■ USING THE INFORMATION:
• a. Which facilities of the almost self-sufficient asylums does the piece on asylum cemeteries list?
• b. Copy out the part of the piece on asylum cemeteries that opens with the words containing "Even in death, patients" and closes with "at the RCPsych.".
• c. Write the next part of the piece on asylum cemeteries, picking up after its last sentence.

■ EXTRACT PROVIDED:
Even in death, patients and staff were never quite equal: exploring asylum cemeteries
30 July, 2021
By Dr Claire Hilton, Historian in Residence at the RCPsych.
On your staycation this summer, you might come across former asylums and mental hospitals (using the respectful terminology of the 19th and early 20th centuries), and their cemeteries, the last resting place of thousands of patients and some staff. Across many generations, these asylums and hospitals were “total institutions”, providing for every need, cradle to grave. Not that patients were in their infancy, but some patients and staff gave birth in them, and some died in them. Almost self-sufficient, asylums had all sorts of facilities; farms, kitchens and laundries; light industry and workshops; gas and sewage works; and often a cemetery, sometimes with its own chapel. Old Ordnance Survey maps often mark the cemeteries, such as at the London County Asylum near Bexley. You can see the cemetery marked with 'cem' at the bottom left.
Ordnance Survey, 1:25,000, Provisional (Outline Edition):51/57. 1948. National Library of Scotland, CC-BY (NLS)
Visiting that cemetery in July 2021, this is what we found:
There are no headstones. Nearby is a modern church, and someone working there told me that the ridges in the foreground (picture above) were the bases for iron railings associated with the cemetery. The vicarage garden overlaps the cemetery, and the vicar said that small metal numbered grave markers have surfaced in their garden. Such markers were used when patients were buried at the expense of the authorities: names were recorded in the cemetery register under the allotted grave number. At Bexley, they placed up to 6 coffins in each grave.

■ RECORDED DATA:

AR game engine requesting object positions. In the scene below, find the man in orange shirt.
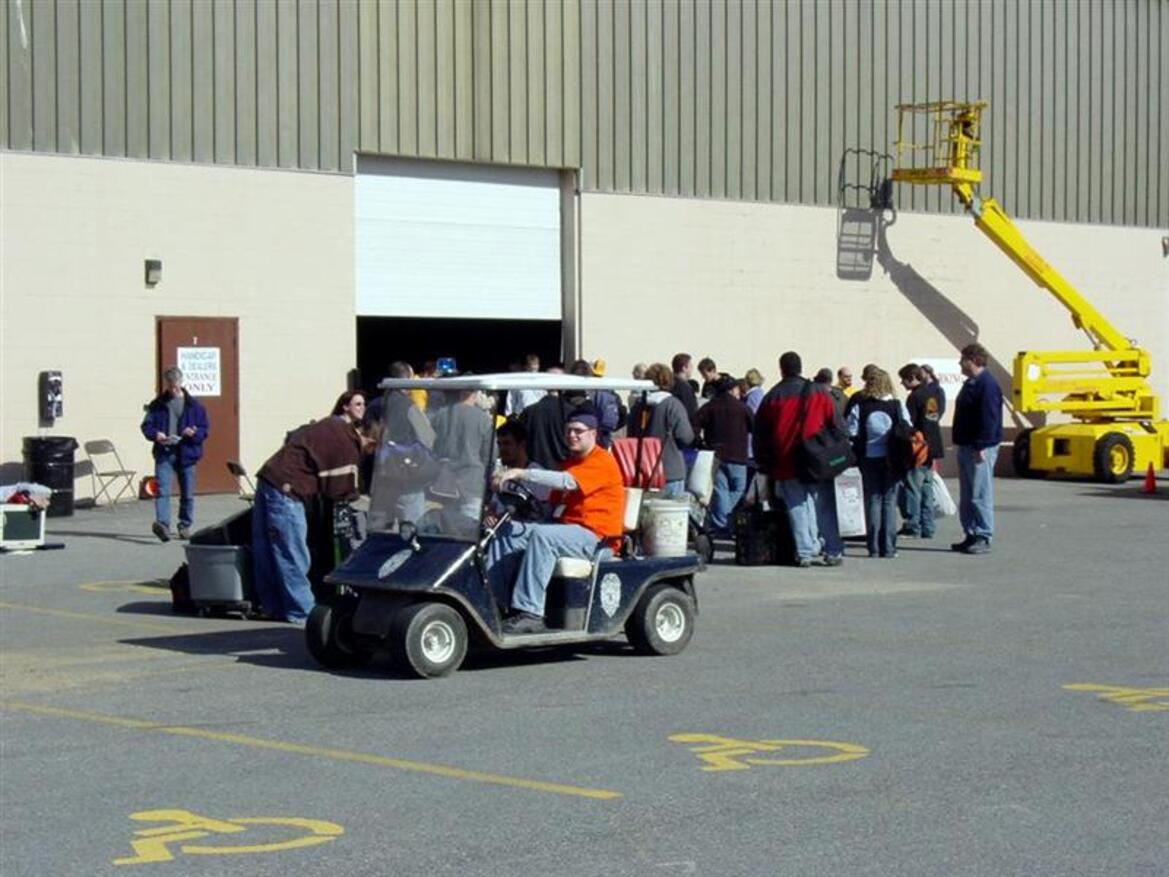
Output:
[490,403,625,634]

■ RESPONSE LIST:
• a. Farms; kitchens; laundries; light industry; workshops; gas works; sewage works; and often a cemetery, sometimes with its own chapel.

• b.
Even in death, patients and staff were never quite equal: exploring asylum cemeteries
30 July, 2021
By Dr Claire Hilton, Historian in Residence at the RCPsych.

• c.
Twenty miles south-west of Bexley, at the corner of Chaldon Road and Green Lane, the cemetery of the former Metropolitan Asylum Board’s Imbeciles Asylum at Caterham provides a different spectacle: a lone headstone in woodland, separated from its surroundings by an impenetrable fence.
You can see the outline of the cemetery, marked just above the road junction at the centre of the foot of the map below. It shows a neat path and a single small building, which may have been a chapel, but there is no label to say that it was a cemetery.
Ordnance Survey, Surrey XXVII.NW, (6 in) (Rev.1895) 1897 National Library of Scotland, CC-BY-NC-SA
Moving a few miles northwest, the cemetery of the former Banstead Asylum is tucked away behind its farm buildings. The best view is probably provided by Google maps (51.339148, -0.184906), outlining the graves from the air:
Typical of an asylum cemetery, there are just a couple of headstones. More unusually, one of them (the pale spot at the top of the image near the center) is a Commonwealth War Grave:
31227 SAPPER
R A MOYSE
ROYAL ENGINEERS
18TH APRIL 1917
According to the Imperial War Museum, Reginald Adolphus Moyse (b.1879) was married and father of four sons. He suffered physical and mental trauma while fighting in France and Belgium, and was discharged from the army as medically unfit in 1916. He died at Banstead, suffering “total incapacity”, thought to be due to General Paralysis of the Insane (neuro-syphilis).
Elsewhere, much effort has been made to remember former patients and staff in a dignified way, even though most remain anonymous. On Oakapple Lane in Maidstone, the “Welcome to Oakwood Cemetery” sign informs visitors that the cemetery “is the final resting place for thousands of people”. Most are in unmarked graves, but there are about 25 headstones, a war memorial and a neatly boarded-up derelict small stone chapel. Some of the headstones identify staff, such as two (below), in the same design, one for nursing sister Emily Kate Neve, who had served in France during the Great War and died age 49 in 1933, and the other for probationer nurse Rose Blackmore who died age 23 in 1931, who “gave her life to nursing the sick. A noble end.”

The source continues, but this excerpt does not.